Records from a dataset
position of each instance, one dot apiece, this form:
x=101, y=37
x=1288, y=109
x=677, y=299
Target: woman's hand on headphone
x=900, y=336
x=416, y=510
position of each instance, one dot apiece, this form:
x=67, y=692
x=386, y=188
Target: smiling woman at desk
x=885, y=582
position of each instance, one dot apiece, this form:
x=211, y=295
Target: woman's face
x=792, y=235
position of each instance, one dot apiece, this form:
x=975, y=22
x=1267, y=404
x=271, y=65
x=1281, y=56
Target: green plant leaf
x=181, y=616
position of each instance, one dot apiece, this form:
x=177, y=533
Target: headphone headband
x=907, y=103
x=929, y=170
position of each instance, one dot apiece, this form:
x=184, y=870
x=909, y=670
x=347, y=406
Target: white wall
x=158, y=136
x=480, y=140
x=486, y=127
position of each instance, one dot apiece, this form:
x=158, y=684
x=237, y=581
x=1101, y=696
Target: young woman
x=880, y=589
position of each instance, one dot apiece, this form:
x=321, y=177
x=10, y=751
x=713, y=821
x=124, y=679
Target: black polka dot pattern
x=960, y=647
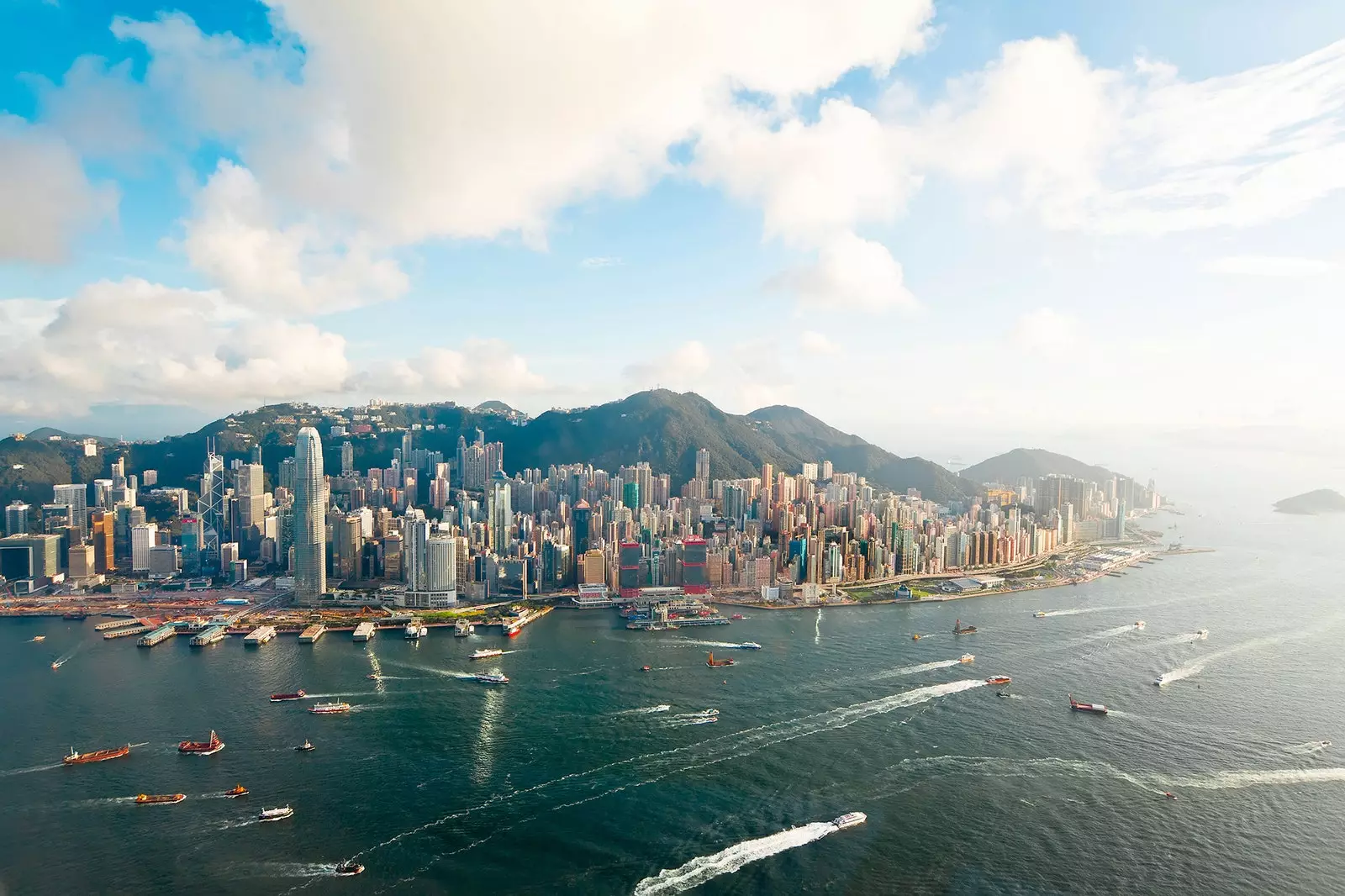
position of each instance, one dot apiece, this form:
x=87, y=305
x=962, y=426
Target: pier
x=158, y=635
x=210, y=635
x=127, y=633
x=259, y=635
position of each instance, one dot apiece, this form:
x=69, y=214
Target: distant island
x=1311, y=503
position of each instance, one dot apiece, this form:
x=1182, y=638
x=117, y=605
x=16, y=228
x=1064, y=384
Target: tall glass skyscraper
x=309, y=519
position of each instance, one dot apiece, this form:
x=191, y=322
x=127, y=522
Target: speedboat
x=849, y=820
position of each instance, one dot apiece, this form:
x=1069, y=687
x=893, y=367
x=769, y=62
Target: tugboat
x=96, y=756
x=202, y=747
x=1087, y=708
x=154, y=799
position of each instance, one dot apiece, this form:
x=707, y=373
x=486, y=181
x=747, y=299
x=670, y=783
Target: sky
x=1105, y=229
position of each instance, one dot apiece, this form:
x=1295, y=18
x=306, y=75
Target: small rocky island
x=1311, y=503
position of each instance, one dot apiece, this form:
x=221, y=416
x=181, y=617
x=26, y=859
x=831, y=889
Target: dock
x=116, y=623
x=127, y=633
x=158, y=635
x=259, y=635
x=210, y=635
x=311, y=634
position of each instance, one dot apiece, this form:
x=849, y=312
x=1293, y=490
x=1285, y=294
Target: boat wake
x=728, y=862
x=916, y=670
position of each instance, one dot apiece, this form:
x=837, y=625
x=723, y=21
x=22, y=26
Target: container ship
x=1087, y=708
x=202, y=747
x=152, y=799
x=96, y=756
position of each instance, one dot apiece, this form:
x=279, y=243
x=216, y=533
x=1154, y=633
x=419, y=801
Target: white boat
x=849, y=820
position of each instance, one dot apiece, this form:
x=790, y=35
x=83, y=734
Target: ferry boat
x=849, y=820
x=96, y=756
x=1087, y=708
x=202, y=747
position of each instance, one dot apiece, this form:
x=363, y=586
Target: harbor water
x=587, y=775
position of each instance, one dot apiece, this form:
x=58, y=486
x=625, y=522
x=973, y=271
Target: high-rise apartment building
x=309, y=528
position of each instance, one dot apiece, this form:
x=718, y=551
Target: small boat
x=1087, y=708
x=96, y=756
x=849, y=820
x=202, y=747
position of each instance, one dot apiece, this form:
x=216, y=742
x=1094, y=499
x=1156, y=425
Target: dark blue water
x=556, y=784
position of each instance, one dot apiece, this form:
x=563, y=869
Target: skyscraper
x=309, y=519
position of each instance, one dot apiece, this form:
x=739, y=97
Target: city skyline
x=786, y=215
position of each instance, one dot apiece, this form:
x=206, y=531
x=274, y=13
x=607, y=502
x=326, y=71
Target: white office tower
x=309, y=529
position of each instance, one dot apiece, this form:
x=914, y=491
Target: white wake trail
x=728, y=862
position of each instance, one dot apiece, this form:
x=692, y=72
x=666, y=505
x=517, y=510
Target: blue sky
x=950, y=228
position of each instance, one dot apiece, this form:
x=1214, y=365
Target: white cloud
x=852, y=273
x=233, y=239
x=1268, y=266
x=683, y=367
x=47, y=201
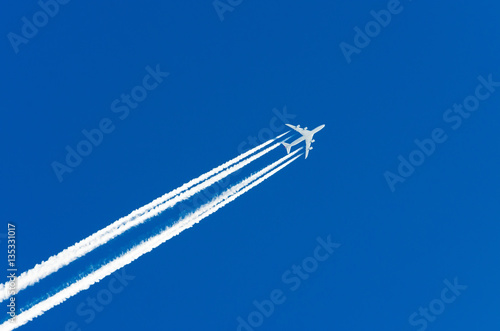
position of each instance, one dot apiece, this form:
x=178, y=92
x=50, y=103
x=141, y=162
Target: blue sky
x=231, y=75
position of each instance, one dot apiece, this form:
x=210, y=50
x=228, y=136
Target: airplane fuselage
x=307, y=135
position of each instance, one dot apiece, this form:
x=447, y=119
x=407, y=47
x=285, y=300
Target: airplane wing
x=296, y=128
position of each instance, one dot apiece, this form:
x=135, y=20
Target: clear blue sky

* [EXERCISE DIRECTIONS]:
Pull out every line of the records above word for word, leaving out the pictures.

* [TASK SOLUTION]:
position of each instance, one dot apiece, this form:
x=101, y=37
x=1288, y=109
x=677, y=299
Target: woman's hand on headphone
x=900, y=336
x=416, y=510
position of each instance, one dot apiece, this form:
x=67, y=692
x=386, y=188
Target: smiling woman at desk
x=885, y=582
position of each instance, one dot apiece, this form:
x=211, y=295
Target: woman's face
x=792, y=235
position of each instance, one dot apiece, this form:
x=975, y=22
x=1267, y=404
x=271, y=65
x=1281, y=56
Target: green plant leaf
x=181, y=616
position of each instance, one dot apiece, this form:
x=177, y=533
Target: headphone headband
x=907, y=103
x=929, y=170
position of each instance, one dot apiece, this form:
x=184, y=870
x=909, y=670
x=347, y=406
Target: white wall
x=158, y=136
x=480, y=140
x=486, y=127
position of each instance, one dot apiece, this form:
x=158, y=684
x=237, y=581
x=1101, y=696
Target: young woman
x=880, y=589
position of each instance, one dot apiece, this form:
x=321, y=177
x=10, y=751
x=713, y=821
x=124, y=679
Target: black polka dot pattern
x=960, y=647
position of each instance, one dot apiece, this form:
x=87, y=305
x=962, y=426
Target: pier
x=158, y=635
x=210, y=635
x=127, y=633
x=259, y=635
position of each instance, one dot apiece, this form:
x=69, y=214
Target: distant island
x=1311, y=503
position of each instance, one dot apiece, this form:
x=1182, y=638
x=117, y=605
x=16, y=228
x=1064, y=384
Target: tall glass skyscraper
x=309, y=519
position of each instance, one dot apiece, this form:
x=191, y=322
x=127, y=522
Target: speedboat
x=849, y=820
position of each instance, one dot apiece, this form:
x=1069, y=687
x=893, y=367
x=769, y=62
Target: tugboat
x=96, y=756
x=202, y=747
x=1087, y=708
x=154, y=799
position of each instance, one dot apiece, this form:
x=707, y=373
x=486, y=181
x=747, y=299
x=670, y=783
Target: sky
x=1105, y=229
position of each instance, one dot apiece, this form:
x=1295, y=18
x=306, y=75
Target: small rocky island
x=1311, y=503
position of each instance, one dot apiece, this form:
x=221, y=416
x=181, y=617
x=26, y=859
x=831, y=889
Target: dock
x=116, y=623
x=127, y=633
x=158, y=635
x=259, y=635
x=210, y=635
x=311, y=634
position of each instance, one dot apiece, this form:
x=849, y=312
x=1293, y=490
x=1285, y=294
Target: boat wake
x=728, y=862
x=916, y=670
position of each instance, one dot apiece, this form:
x=837, y=625
x=723, y=21
x=22, y=26
Target: container ship
x=1087, y=708
x=202, y=747
x=152, y=799
x=96, y=756
position of each instance, one dot apiece, this form:
x=279, y=243
x=216, y=533
x=1154, y=633
x=419, y=801
Target: white boat
x=849, y=820
position of each instance, one dot apiece, this form:
x=790, y=35
x=83, y=734
Target: ferry boat
x=849, y=820
x=96, y=756
x=1087, y=708
x=202, y=747
position of each instance, one dot apiece, this form:
x=363, y=586
Target: harbor water
x=587, y=775
position of each instance, one dot apiece, this form:
x=58, y=486
x=625, y=522
x=973, y=271
Target: high-rise apartment building
x=309, y=528
position of each instance, one dot apiece, this form:
x=718, y=551
Target: small boat
x=1087, y=708
x=96, y=756
x=849, y=820
x=202, y=747
position of each instance, one dot apiece, this form:
x=216, y=742
x=1094, y=499
x=1156, y=425
Target: dark blue water
x=556, y=784
position of each instance, one dot apiece, this form:
x=563, y=869
Target: skyscraper
x=309, y=519
position of each instance, one dot apiece, this form:
x=739, y=97
Target: city skyline
x=786, y=215
position of each instance, one dot apiece, this form:
x=206, y=531
x=274, y=13
x=607, y=502
x=326, y=71
Target: white office tower
x=309, y=529
position of each instance, one dot apiece, this form:
x=914, y=491
Target: white wake trail
x=728, y=862
position of each instance, one dot apiece, this form:
x=692, y=72
x=666, y=505
x=517, y=510
Target: blue sky
x=950, y=228
position of each instance, one dot apiece, this form:
x=1214, y=365
Target: white cloud
x=852, y=273
x=233, y=239
x=1268, y=266
x=683, y=367
x=47, y=201
position of each instance, one dot apiece, this form:
x=178, y=92
x=50, y=103
x=141, y=162
Target: blue sky
x=231, y=75
position of each instance, one dot apiece, this form:
x=210, y=50
x=228, y=136
Target: airplane fuselage
x=307, y=135
position of each instance, one dot apiece, this form:
x=447, y=119
x=407, y=47
x=285, y=300
Target: airplane wing
x=296, y=128
position of each instance, one dot apiece, this form:
x=135, y=20
Target: clear blue sky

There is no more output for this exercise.